Send back all the data below, exactly as given.

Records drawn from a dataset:
* * * *

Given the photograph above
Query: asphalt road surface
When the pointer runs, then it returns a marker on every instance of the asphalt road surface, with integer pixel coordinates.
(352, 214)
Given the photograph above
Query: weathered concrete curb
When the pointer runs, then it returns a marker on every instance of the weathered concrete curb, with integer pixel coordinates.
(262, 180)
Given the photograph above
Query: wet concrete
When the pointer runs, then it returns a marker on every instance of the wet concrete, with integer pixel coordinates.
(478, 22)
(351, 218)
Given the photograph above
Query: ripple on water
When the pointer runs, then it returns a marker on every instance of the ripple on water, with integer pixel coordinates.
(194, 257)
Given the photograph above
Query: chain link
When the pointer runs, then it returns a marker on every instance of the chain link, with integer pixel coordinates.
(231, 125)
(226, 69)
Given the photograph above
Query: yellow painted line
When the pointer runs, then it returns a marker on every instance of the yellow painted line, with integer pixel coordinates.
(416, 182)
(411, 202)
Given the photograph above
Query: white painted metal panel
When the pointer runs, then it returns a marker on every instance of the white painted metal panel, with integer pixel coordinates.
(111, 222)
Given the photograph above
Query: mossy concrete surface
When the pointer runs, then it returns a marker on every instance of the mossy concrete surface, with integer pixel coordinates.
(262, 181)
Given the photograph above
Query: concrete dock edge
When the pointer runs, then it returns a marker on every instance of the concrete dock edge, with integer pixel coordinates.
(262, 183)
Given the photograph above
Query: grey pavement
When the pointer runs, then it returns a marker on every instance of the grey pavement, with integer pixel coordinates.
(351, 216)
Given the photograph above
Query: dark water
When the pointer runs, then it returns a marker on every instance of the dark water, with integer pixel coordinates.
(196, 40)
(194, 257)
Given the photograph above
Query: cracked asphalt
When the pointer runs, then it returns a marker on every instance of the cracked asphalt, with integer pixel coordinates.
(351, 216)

* * * *

• Expected answer
Given the photograph above
Query: asphalt road surface
When the pointer runs, then it returns a marker on every instance of the asphalt road surface, with integer pixel coordinates.
(352, 214)
Given the photograph above
Query: weathered concrete curb
When the pointer runs, then it returns a marker on every instance of the weathered concrete curb, with integer pixel coordinates.
(262, 180)
Given the photograph above
Query: wet concrete
When the pointer runs, then it returns a marker on every instance of the wet concrete, with integer pixel coordinates.
(478, 22)
(351, 218)
Given the photograph above
Query: ripple on water
When the pointer runs, then it returns a marker on every instance of the ripple on water, with integer pixel coordinates.
(194, 257)
Given the photograph above
Query: chain link
When the pointer runs, then it returns a marker on every instance of the chain link, with integer pixel coordinates.
(231, 125)
(226, 69)
Given the photograph above
Query: yellow painted line
When the pointer runs, then it returns a marker on every instance of the yellow painted line, with integer pixel coordinates.
(416, 182)
(411, 202)
Given the photograph above
Query: white painted metal panel
When the pointer runs, then it returns a marker on every instance of the white painted metal panel, with integer pixel coordinates.
(111, 222)
Given the photograph above
Query: mossy concrete surface
When the pointer runs, then it returns a marker on every instance of the mossy concrete surface, with integer pixel coordinates.
(262, 181)
Given the photograph above
Query: concrete dock edge
When the pointer runs, then it returns a marker on every instance of the concrete dock edge, with integer pixel coordinates.
(262, 183)
Given the photograph above
Query: grey pavement
When the pointer runs, then it returns a marker on every instance of the grey pavement, with integer pixel coordinates.
(351, 216)
Given the photograph above
Query: dark water
When the pointer runs, then it returns a marker on every instance of the dark water, with integer pixel coordinates.
(196, 40)
(194, 257)
Given the photograph above
Query: cracked asphalt
When the pointer runs, then it returns a marker on every instance of the cracked asphalt, with integer pixel coordinates.
(351, 216)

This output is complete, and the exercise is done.